▸ **Data section**:
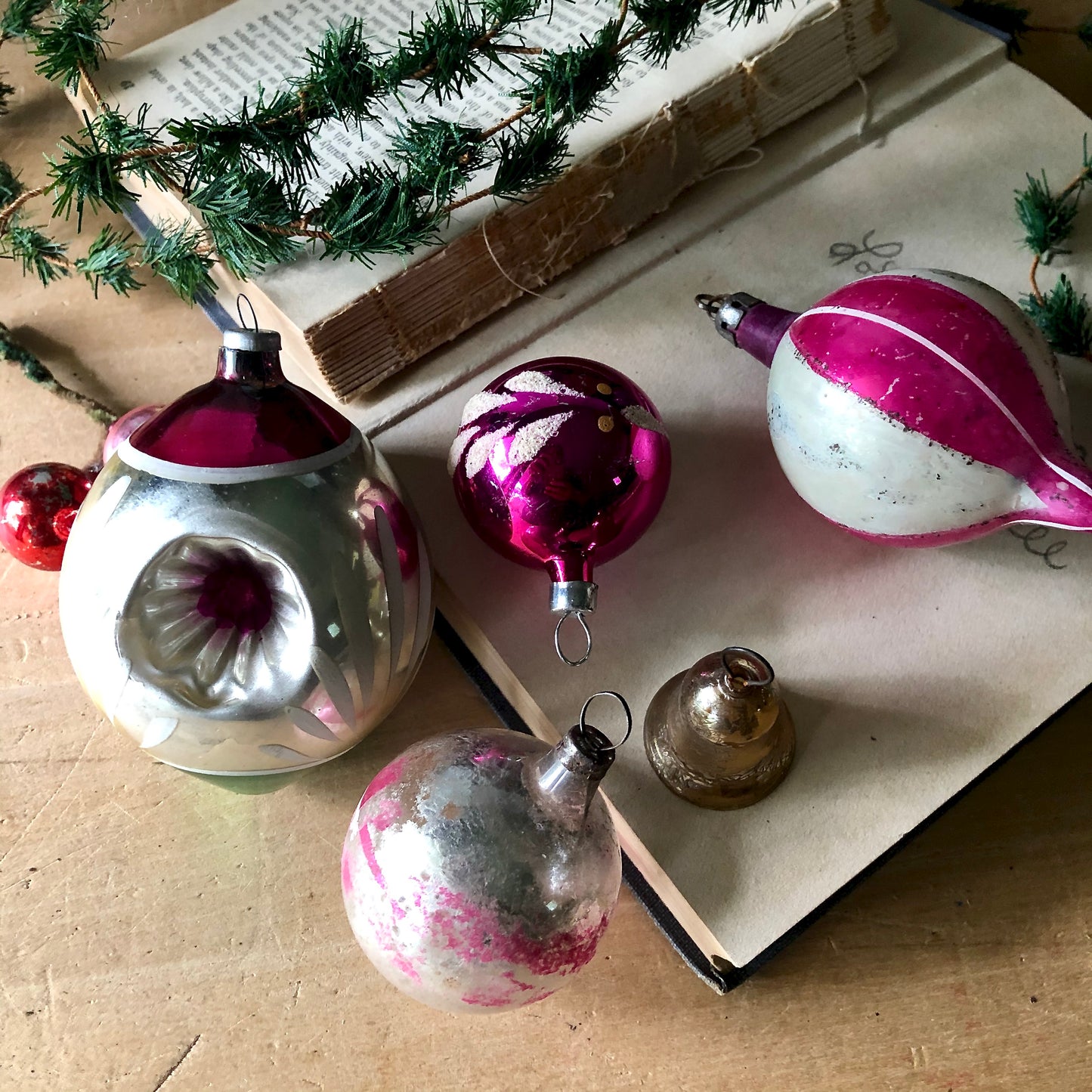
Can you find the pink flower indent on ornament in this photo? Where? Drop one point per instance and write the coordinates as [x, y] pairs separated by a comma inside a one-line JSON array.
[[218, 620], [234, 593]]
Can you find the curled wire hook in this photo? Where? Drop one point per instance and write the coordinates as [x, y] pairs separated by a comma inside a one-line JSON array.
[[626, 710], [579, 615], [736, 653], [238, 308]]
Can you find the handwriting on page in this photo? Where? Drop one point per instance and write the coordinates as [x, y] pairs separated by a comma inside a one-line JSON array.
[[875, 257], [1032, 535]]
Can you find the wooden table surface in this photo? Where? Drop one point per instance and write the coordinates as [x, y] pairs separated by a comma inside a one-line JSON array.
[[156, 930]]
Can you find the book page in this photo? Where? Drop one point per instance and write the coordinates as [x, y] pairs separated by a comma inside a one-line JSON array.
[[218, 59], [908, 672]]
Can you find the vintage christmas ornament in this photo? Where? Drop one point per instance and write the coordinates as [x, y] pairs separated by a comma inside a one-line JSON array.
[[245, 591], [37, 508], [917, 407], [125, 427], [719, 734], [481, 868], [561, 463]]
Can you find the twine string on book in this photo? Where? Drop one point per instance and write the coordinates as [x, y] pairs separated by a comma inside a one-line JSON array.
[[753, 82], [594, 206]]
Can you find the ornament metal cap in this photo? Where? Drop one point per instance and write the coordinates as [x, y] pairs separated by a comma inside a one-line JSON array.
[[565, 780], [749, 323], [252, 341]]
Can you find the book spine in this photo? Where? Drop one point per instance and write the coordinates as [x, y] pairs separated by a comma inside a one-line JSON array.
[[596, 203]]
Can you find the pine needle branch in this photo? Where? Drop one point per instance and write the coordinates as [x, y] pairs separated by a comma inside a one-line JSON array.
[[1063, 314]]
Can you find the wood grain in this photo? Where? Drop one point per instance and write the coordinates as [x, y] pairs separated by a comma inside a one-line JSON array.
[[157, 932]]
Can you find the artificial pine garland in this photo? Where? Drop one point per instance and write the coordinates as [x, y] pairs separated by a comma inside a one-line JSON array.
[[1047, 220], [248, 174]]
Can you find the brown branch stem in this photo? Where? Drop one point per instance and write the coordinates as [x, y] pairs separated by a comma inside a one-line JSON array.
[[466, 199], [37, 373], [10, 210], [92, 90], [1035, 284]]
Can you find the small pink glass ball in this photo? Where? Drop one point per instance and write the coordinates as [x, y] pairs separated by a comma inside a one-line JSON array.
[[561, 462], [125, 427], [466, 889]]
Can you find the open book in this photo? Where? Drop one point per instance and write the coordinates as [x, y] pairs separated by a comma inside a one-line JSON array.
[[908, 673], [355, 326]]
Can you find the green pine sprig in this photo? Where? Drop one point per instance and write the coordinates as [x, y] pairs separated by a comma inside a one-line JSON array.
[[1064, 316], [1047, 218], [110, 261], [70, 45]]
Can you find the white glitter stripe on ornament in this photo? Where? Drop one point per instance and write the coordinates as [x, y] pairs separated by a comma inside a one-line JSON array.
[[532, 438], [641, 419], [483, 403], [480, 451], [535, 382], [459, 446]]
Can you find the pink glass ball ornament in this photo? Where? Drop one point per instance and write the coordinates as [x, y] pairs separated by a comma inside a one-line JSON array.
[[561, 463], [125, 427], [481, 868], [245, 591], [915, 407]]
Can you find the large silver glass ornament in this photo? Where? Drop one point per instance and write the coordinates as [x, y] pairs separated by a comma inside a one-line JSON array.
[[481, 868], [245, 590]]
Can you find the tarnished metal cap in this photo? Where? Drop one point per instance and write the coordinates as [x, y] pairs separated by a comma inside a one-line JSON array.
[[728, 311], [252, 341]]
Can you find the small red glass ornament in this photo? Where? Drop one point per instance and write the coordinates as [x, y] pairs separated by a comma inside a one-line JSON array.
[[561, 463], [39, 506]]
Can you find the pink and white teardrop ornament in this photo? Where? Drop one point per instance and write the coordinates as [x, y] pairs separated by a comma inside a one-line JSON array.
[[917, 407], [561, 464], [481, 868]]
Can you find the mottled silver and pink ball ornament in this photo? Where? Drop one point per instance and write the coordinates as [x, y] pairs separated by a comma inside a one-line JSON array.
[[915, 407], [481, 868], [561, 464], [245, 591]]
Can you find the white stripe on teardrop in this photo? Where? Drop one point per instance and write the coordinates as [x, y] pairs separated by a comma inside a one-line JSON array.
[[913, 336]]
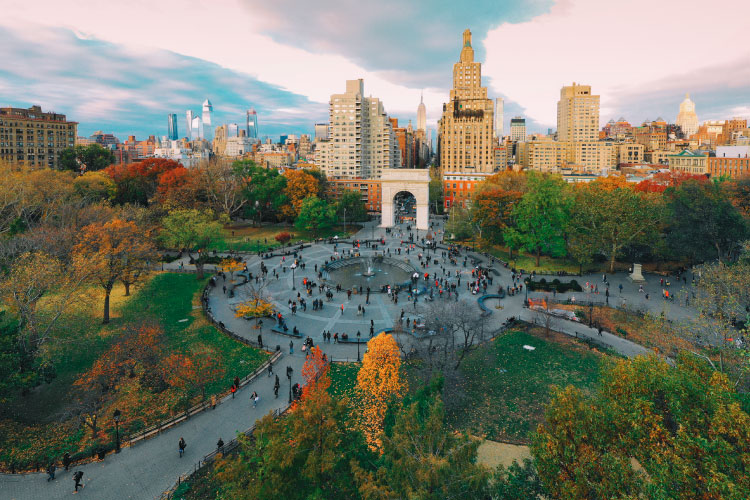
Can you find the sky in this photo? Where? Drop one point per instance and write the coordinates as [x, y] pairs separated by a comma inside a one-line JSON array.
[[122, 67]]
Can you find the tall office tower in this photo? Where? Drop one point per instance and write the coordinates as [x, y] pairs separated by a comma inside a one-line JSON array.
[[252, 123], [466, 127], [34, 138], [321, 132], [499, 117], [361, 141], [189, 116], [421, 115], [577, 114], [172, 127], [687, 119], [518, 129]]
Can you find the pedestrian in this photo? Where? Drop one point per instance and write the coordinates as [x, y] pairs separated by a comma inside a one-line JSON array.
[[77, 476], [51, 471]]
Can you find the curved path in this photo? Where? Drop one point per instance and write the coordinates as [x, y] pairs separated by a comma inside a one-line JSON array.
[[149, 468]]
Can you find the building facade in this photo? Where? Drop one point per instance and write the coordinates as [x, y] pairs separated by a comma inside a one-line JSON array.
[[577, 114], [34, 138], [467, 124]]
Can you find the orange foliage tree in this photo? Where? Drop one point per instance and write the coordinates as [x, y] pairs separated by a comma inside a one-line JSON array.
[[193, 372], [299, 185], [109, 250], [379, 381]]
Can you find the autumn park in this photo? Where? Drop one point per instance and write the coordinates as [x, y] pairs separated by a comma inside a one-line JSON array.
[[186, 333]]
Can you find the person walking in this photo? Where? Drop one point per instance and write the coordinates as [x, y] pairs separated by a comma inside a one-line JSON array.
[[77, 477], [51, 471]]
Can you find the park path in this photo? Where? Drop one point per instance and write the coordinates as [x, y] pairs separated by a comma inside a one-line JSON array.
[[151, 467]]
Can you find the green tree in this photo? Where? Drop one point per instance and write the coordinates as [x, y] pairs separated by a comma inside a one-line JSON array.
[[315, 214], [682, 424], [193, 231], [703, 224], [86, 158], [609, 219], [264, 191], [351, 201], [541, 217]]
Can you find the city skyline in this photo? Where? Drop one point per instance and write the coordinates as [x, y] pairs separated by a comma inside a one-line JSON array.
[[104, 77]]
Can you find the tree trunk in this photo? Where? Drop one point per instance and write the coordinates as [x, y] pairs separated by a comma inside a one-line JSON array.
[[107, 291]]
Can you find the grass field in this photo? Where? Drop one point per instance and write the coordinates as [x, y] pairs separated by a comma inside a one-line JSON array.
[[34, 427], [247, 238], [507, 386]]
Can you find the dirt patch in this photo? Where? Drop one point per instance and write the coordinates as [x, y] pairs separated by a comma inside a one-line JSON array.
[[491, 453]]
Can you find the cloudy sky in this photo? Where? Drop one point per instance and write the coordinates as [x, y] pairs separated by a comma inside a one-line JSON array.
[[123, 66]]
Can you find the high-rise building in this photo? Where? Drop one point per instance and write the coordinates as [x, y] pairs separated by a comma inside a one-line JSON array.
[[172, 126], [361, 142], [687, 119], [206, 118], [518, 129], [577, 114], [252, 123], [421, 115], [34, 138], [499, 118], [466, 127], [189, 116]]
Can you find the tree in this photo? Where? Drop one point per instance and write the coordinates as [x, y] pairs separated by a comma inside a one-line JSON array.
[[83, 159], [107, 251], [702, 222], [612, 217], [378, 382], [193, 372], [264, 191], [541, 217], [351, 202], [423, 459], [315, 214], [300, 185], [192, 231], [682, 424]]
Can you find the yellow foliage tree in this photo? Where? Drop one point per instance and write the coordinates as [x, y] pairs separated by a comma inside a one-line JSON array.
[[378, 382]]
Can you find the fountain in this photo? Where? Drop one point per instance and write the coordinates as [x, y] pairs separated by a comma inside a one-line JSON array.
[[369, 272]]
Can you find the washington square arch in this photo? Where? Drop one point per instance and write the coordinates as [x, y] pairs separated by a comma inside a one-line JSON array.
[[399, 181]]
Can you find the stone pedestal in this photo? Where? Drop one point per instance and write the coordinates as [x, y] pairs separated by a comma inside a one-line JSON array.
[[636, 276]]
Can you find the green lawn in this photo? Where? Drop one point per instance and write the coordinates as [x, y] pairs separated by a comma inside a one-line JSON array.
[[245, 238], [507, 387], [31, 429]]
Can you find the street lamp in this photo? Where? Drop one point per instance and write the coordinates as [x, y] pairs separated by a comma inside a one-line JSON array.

==

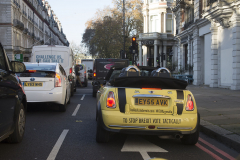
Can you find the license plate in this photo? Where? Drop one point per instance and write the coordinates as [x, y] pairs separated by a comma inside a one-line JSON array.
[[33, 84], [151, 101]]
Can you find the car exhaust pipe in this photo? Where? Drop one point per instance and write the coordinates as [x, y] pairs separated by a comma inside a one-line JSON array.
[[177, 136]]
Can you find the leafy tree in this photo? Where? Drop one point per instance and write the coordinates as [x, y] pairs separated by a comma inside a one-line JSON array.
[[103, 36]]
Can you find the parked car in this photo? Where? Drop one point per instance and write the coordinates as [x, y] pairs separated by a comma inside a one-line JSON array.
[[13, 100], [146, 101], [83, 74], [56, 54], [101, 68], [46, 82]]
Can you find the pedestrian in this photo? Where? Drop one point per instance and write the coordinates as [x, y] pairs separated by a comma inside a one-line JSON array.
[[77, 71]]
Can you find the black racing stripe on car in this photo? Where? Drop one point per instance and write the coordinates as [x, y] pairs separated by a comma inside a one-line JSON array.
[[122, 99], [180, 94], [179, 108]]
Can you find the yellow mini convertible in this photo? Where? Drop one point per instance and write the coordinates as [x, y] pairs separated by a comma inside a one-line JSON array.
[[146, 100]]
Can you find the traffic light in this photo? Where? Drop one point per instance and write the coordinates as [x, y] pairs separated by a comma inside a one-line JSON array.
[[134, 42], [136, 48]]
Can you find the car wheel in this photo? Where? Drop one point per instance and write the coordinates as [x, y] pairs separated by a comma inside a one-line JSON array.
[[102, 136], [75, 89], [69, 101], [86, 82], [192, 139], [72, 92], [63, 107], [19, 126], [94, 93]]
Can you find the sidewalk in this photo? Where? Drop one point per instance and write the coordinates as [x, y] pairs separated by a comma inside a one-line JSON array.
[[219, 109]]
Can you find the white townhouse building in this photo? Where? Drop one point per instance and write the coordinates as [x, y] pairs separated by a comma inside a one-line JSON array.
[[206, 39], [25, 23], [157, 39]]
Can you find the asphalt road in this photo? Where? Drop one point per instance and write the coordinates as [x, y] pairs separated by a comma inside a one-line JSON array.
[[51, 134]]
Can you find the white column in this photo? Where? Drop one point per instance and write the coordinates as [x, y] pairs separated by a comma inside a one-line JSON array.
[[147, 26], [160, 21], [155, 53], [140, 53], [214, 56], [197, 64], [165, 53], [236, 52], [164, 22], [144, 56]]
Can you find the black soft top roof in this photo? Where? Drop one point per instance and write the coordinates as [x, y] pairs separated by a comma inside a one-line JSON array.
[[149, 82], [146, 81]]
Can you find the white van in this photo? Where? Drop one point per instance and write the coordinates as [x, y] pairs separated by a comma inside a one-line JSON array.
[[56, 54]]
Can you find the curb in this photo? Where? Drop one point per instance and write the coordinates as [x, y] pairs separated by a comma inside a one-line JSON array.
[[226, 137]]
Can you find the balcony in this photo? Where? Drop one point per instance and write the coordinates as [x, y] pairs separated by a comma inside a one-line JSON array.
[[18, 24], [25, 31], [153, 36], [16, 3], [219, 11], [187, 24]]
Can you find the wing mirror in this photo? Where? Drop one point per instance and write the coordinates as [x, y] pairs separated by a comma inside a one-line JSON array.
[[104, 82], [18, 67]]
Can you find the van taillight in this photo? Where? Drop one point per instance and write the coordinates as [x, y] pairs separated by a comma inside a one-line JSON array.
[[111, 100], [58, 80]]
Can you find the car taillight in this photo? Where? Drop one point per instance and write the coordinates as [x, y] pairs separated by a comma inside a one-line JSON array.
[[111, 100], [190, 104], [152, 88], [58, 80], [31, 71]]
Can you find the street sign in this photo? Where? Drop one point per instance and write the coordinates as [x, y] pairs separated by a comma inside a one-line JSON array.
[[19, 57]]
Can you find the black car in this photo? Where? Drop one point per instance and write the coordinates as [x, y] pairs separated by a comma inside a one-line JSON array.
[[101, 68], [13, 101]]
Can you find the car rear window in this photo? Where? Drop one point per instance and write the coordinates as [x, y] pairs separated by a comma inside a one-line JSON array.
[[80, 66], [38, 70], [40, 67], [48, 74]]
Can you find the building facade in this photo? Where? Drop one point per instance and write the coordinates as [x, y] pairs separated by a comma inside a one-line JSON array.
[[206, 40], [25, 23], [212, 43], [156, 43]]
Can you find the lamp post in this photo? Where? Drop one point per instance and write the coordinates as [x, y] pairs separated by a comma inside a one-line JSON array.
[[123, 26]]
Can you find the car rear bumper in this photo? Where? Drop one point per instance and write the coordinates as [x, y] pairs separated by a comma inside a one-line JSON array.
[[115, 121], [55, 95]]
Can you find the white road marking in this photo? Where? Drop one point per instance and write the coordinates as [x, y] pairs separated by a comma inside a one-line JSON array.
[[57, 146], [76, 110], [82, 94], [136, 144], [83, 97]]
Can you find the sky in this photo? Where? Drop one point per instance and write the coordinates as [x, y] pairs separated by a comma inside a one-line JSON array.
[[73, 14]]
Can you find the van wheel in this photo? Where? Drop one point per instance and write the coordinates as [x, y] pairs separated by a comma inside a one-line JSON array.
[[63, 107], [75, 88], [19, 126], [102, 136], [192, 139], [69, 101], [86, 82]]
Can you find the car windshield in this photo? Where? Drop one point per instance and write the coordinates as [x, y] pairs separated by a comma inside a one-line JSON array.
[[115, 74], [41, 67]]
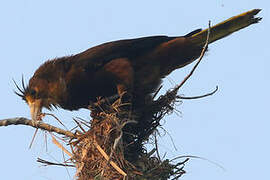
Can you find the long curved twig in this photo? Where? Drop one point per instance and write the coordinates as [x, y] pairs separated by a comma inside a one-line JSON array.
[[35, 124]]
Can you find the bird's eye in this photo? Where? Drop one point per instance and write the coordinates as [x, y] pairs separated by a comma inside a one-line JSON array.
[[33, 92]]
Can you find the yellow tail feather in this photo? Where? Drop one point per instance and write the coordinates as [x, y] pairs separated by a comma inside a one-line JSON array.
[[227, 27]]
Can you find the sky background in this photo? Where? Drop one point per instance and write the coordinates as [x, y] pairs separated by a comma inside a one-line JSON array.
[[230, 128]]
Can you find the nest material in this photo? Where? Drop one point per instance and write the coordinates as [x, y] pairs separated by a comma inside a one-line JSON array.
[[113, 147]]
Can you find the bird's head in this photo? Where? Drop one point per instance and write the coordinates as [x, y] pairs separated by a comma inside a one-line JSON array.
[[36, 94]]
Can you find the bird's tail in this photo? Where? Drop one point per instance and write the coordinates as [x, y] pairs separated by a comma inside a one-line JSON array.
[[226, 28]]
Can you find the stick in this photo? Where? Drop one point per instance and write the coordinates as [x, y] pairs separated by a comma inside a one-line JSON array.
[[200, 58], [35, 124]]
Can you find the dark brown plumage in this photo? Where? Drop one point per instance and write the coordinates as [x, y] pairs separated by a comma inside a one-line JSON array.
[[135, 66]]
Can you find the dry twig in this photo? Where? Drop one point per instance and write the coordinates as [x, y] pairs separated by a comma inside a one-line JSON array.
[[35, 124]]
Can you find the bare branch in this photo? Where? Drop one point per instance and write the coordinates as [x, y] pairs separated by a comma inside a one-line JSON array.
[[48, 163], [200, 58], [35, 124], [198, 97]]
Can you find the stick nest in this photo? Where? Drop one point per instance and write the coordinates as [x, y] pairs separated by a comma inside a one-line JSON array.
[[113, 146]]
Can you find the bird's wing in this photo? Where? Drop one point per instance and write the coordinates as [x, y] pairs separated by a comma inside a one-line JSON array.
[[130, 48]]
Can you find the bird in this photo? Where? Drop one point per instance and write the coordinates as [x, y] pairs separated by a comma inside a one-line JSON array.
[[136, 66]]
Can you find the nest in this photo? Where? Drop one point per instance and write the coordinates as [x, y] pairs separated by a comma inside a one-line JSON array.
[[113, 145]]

▸ **Work instructions**:
Rewrite the data from the line with "Can you find the tree in" up to and including the line with "[[245, 238], [507, 387], [31, 429]]", keeping every line but multiplying each coordinate number by 2.3 and rounding it to a whole number, with halves rounded up. Give only those lines.

▸ **Reply to the task**:
Can you find the tree in this photo? Where? Drop one point per instance and write the coordinates as [x, y] pairs separated by a comma inside a one-line JSON array.
[[191, 366], [246, 577], [1615, 511], [1408, 499], [869, 879], [444, 856], [607, 439], [1244, 499], [807, 465], [973, 1056], [725, 492], [690, 426], [442, 531], [1569, 975]]
Can you find the yellow foliage tree in this photo? Where? Drop one point per instance and write the coordinates as [x, y] pairs separated by a comma inside a one-line JSON array.
[[869, 879]]
Can you find the fountain in this photo? Where? Drop one point per instance and write the coordinates as [x, y] pairs separated by a comma inside a one-line JSON array.
[[849, 626]]
Can you find the washington square arch in this photo? Where? Drop one point per instance and write the coordinates as [x, y] pairs separated by a comma inside a one-line JSON array.
[[918, 416]]
Can you find the stone pedestal in this photo? Where? Drop one point per instance and write the coordinates as [x, y] pairs separated by a comma inside a one-line JSON array.
[[1463, 635]]
Can you find the green lawn in this photo? Where? Drop one point per instance and write the coordinates as [x, y] pairs separated by a comma inside a one-line JSON array.
[[564, 547], [1166, 890], [71, 987]]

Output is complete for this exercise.